Copy everything in the interview from "Ben: A lot of" down to "calls for it." word for word.

• **Passage shown**
# # # # # # #

David: Basically, the film is about the tensions between a family of travellers [or gypsies if you will] and the local town’s folk. Both subcultures have a total misunderstanding of one another and this leads to violence.

Ben: It’s an ensemble piece like our last film; multiple characters dealing with there own issues and we want to delve deep into the tensions of not fitting into a society and the struggles it causes. We’ve matured a lot since Patrol Men and I think Woodfalls will show a huge step up in terms of our filmmaking and storytelling.

Stu: What’s the plan with WOODFALLS? In terms of exposure, distribution, and how it will progress your careers?

David: FESTIVALS! I think Woodfalls is festival friendly and that’s always been the dream really. Something like Frightfest, Fantastic fest or SXSW would be so good, not only for the film, but our careers as well. I hate saying ‘career’.

For now, we’re hitting up Twitter, Facebook, just trying to round up a healthy audience. If anybody reading this fancies ‘liking’ our Facebook page, we would love you forever.

Stu: PATROL MEN was original, atmospheric; weirdly disturbing (I loved it, and thought it was amazingly stylish). WOODFALLS sounds like it’s going to be much more confrontational though. Do you agree?

David: Definitely, we’re pulling no punches with this one. The script is very much fuelled by our climate; both personally and culturally. It deals with discrimination and our reactive natures; the idea that if we don’t understand something, we immediately hate it.

Ben: A lot of our criticism with Patrol Men was that all the violence was off camera. With Woodfalls we don’t want to hide anything, it’ll be a lot more aggressive when the story calls for it.


Stu: Can you tell us a little about the FX process set in place for WOODFALLS? It sounds like it’s going to utilise a lot more visual effects than PATROL MEN did.

David: Yeah, this one might actually use visual effects. (laughter).

Ben: We want to combine prosthetics with subtle CGI, making it as realistic as possible. It seems to be the best way to do it.

David: Gaspar Noe style!

Stu: Do you anticipate much adversity in regards to funding/support, due to your (relatively) young ages? It shouldn’t matter – especially with such an accomplished debut under your belts – but I’m well aware that getting backing is difficult in the best of circumstances these days.

# # # # # # #

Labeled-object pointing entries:
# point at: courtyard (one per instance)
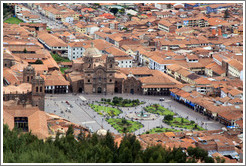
(77, 109)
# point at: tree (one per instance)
(182, 120)
(226, 14)
(122, 11)
(114, 10)
(38, 62)
(209, 159)
(169, 6)
(156, 106)
(69, 130)
(168, 118)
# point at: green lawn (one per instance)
(107, 110)
(13, 20)
(161, 130)
(63, 69)
(157, 109)
(177, 122)
(120, 102)
(127, 126)
(58, 58)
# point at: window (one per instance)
(21, 123)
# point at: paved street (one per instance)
(82, 114)
(53, 24)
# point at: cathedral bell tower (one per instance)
(28, 74)
(110, 61)
(38, 92)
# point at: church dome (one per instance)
(92, 52)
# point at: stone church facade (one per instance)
(99, 74)
(94, 74)
(34, 96)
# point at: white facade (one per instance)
(156, 66)
(92, 30)
(241, 75)
(234, 72)
(75, 52)
(19, 8)
(69, 20)
(126, 63)
(223, 94)
(53, 48)
(217, 61)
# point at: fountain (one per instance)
(141, 116)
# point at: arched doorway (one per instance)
(132, 91)
(99, 90)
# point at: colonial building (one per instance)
(30, 91)
(94, 73)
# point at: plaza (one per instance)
(76, 109)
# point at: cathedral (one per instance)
(30, 91)
(94, 74)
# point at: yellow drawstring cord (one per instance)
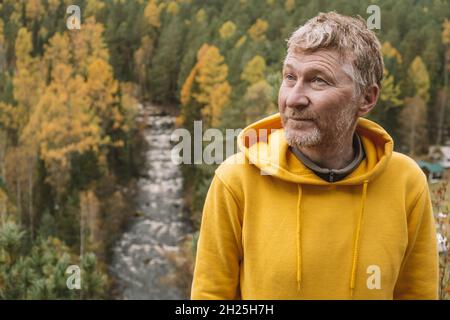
(299, 235)
(357, 238)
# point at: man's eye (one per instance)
(290, 77)
(319, 80)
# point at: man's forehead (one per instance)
(322, 57)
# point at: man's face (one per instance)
(316, 99)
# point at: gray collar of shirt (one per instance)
(333, 175)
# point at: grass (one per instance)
(440, 196)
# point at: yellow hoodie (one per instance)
(272, 229)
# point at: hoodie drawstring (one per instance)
(299, 239)
(357, 238)
(356, 241)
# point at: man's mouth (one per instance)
(301, 119)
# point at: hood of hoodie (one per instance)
(264, 145)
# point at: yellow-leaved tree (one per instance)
(227, 30)
(207, 84)
(258, 30)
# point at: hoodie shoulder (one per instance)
(234, 171)
(404, 165)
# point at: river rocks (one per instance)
(140, 255)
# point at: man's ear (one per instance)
(368, 100)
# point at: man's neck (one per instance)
(336, 155)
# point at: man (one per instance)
(321, 208)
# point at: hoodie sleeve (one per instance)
(219, 248)
(419, 274)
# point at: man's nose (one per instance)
(297, 98)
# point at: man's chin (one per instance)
(302, 138)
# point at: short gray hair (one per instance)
(356, 45)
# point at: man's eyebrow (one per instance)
(317, 69)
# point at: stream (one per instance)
(139, 256)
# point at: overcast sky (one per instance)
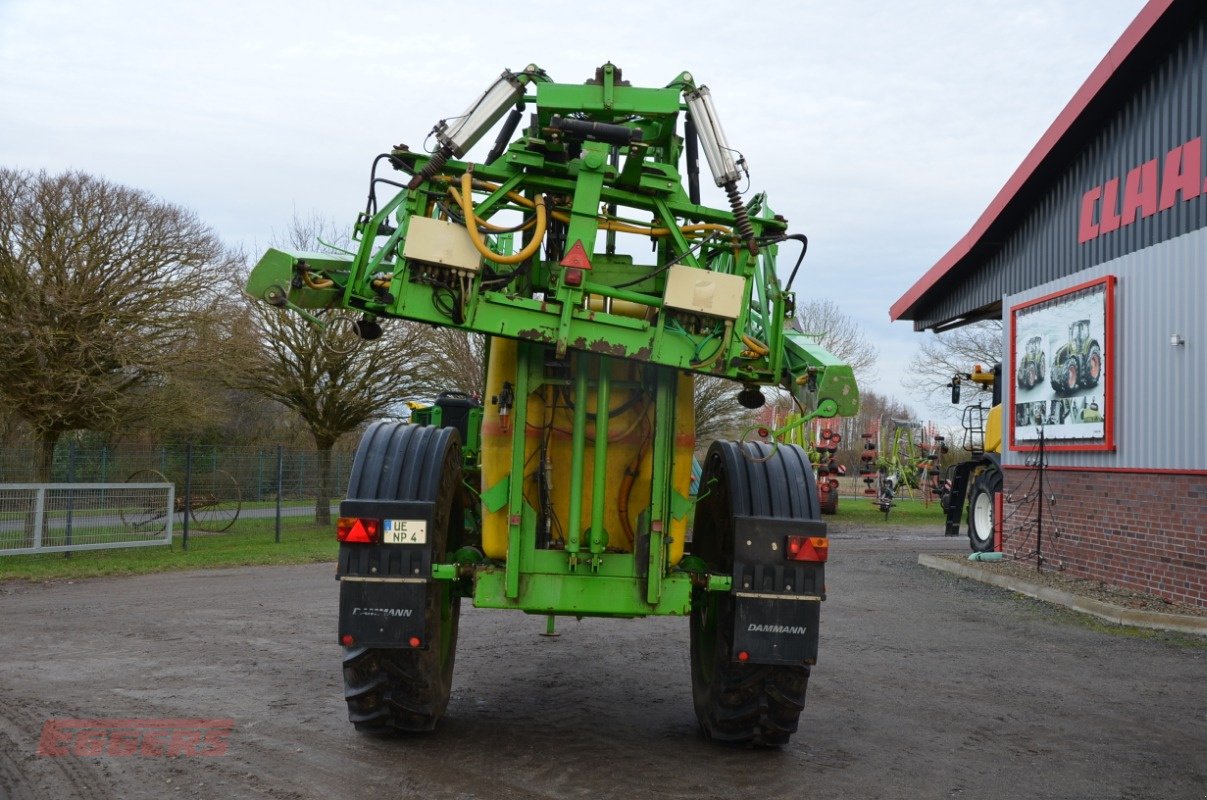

# # # # # # #

• **Solution for this task**
Ben: A lot of our criticism with Patrol Men was that all the violence was off camera. With Woodfalls we don’t want to hide anything, it’ll be a lot more aggressive when the story calls for it.